→ **WHAT IS NEEDED**: Copy the stretch of the material below from the line containing "Please provide the mask of every instance of the brown" through the end of the material, reproducing every line without change.

[Labeling items for shapes in pictures]
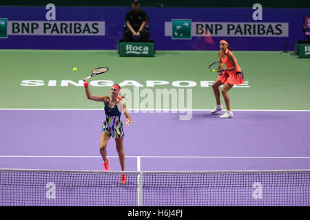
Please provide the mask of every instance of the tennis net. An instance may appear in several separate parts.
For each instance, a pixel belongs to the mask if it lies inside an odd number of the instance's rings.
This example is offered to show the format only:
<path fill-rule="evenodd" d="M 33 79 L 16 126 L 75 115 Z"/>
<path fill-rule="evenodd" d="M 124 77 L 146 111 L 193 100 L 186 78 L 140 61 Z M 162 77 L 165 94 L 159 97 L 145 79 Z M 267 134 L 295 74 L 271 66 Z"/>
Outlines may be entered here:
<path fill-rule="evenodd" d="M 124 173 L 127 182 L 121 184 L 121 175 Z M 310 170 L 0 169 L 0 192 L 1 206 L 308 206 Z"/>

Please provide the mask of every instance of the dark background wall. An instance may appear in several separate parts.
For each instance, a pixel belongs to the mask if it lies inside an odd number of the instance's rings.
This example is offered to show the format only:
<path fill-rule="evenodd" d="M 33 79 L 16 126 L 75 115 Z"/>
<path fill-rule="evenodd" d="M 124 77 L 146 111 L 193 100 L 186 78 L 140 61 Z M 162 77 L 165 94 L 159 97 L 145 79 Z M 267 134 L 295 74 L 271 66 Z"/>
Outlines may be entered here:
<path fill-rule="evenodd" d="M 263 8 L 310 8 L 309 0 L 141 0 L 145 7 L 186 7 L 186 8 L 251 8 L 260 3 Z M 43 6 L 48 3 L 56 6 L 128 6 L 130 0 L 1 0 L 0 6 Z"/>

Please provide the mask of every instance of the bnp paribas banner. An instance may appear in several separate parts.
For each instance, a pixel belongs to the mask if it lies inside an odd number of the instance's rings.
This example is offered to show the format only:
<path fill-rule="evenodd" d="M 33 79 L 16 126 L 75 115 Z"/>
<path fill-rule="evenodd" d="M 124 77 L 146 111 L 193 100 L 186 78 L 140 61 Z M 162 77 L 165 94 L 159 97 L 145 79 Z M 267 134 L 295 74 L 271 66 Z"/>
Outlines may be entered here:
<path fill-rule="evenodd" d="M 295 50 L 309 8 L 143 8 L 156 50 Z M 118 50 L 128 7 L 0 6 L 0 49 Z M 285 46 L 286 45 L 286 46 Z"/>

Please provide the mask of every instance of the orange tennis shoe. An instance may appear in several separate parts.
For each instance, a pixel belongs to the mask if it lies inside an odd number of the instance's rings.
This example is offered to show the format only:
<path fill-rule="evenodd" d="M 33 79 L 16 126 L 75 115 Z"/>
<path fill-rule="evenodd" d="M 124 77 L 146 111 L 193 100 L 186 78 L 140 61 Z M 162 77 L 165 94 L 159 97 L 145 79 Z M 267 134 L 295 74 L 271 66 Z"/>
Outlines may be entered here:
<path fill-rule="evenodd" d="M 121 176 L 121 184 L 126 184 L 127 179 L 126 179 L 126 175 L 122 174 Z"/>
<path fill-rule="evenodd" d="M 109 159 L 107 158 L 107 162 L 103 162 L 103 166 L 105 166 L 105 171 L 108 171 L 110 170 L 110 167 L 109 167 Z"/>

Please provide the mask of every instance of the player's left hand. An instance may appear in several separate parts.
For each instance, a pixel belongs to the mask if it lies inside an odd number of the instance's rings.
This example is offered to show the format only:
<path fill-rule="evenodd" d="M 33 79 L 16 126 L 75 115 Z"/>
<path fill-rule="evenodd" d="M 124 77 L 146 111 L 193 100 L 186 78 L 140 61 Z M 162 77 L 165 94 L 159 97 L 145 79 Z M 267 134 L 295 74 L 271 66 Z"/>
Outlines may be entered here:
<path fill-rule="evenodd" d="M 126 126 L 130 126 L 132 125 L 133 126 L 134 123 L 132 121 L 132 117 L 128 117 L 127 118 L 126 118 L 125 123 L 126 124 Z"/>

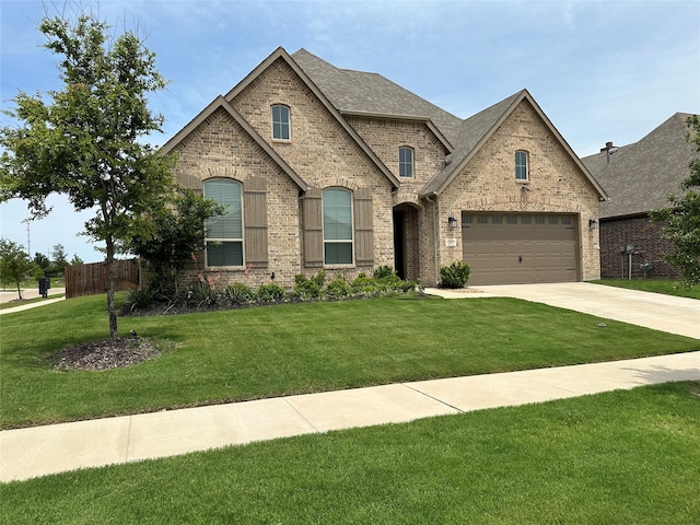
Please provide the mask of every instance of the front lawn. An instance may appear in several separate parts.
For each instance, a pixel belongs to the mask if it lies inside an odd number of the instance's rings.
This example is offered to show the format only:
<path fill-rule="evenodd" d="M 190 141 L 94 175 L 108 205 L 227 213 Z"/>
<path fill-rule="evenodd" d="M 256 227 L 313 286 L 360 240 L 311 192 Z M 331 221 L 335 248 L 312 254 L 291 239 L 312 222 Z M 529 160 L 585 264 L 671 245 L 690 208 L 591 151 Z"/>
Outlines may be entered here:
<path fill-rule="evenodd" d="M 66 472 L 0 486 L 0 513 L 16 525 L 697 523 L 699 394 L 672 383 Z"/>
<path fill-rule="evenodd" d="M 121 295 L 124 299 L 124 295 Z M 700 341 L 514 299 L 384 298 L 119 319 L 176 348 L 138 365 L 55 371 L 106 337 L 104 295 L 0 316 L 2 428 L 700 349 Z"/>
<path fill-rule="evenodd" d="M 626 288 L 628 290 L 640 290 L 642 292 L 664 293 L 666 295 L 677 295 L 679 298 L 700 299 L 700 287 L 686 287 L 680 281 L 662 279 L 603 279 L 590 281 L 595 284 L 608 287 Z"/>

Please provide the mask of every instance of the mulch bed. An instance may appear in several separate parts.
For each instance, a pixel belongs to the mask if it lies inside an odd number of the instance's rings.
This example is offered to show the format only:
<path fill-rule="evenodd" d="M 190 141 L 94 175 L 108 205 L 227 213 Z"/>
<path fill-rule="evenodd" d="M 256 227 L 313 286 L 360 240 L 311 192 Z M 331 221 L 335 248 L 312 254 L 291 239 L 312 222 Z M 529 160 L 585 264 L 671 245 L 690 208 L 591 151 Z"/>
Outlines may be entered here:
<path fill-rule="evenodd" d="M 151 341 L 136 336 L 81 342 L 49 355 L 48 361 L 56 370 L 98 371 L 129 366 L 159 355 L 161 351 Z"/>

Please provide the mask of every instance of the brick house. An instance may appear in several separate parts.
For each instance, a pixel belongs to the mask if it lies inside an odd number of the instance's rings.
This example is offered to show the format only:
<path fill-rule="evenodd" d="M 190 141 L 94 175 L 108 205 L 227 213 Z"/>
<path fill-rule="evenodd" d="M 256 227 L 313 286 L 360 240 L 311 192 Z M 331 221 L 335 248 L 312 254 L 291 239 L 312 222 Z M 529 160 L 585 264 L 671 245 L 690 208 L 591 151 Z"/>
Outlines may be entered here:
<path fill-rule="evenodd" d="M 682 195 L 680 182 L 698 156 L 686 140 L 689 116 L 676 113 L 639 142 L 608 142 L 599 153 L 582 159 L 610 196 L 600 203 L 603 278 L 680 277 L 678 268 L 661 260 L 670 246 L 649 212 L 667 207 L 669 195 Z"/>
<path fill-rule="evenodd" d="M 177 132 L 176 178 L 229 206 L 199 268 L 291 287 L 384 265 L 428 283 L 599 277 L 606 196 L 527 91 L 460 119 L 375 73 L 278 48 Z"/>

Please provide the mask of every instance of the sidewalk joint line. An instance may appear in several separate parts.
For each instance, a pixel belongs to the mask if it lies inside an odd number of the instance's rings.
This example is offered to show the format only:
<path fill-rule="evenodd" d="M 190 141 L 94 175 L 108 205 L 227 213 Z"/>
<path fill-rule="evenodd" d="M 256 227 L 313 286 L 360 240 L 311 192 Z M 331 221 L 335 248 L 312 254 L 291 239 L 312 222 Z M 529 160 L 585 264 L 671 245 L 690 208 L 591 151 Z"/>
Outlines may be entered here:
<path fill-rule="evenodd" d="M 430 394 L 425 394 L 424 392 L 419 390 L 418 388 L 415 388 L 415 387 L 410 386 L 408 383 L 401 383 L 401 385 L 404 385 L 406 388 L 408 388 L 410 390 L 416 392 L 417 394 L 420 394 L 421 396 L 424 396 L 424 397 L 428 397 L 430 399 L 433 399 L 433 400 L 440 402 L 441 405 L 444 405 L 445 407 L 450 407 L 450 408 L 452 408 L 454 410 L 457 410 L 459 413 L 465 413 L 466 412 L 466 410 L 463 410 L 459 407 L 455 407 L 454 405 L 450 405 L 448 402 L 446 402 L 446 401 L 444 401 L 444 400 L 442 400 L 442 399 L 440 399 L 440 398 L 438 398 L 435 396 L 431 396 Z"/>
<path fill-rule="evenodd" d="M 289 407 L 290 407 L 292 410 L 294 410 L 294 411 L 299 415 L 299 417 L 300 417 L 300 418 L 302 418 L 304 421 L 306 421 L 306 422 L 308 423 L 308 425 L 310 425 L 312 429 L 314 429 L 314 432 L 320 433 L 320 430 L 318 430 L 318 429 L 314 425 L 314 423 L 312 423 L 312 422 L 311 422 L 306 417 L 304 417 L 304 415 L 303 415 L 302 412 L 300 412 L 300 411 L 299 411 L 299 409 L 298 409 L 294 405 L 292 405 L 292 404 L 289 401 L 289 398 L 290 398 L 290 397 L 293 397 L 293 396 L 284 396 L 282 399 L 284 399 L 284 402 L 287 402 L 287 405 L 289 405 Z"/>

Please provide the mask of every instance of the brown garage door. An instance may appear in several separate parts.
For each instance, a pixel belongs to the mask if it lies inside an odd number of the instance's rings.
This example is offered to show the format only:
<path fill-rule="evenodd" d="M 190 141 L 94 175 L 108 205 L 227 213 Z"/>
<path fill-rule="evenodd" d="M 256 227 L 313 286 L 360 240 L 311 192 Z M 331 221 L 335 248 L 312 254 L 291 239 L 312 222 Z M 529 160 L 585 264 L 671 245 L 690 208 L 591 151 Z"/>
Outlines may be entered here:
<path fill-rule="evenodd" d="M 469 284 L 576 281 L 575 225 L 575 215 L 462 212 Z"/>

→ **EXERCISE ANSWER**:
Please provide the mask of every instance of the brown garage door. An instance may appear in several separate parts.
For each instance, a pixel belongs to the mask if it lies inside an odd number of the instance's rings.
This example is offered to show the format only:
<path fill-rule="evenodd" d="M 190 141 L 94 175 L 108 205 L 227 213 Z"/>
<path fill-rule="evenodd" d="M 256 227 L 313 286 L 360 240 L 311 192 Z M 331 221 L 335 248 L 312 254 L 291 239 L 312 222 Z M 529 160 L 585 264 L 671 245 L 690 208 L 591 151 Z"/>
Outlines may be entered here:
<path fill-rule="evenodd" d="M 469 284 L 576 281 L 575 225 L 575 215 L 462 212 Z"/>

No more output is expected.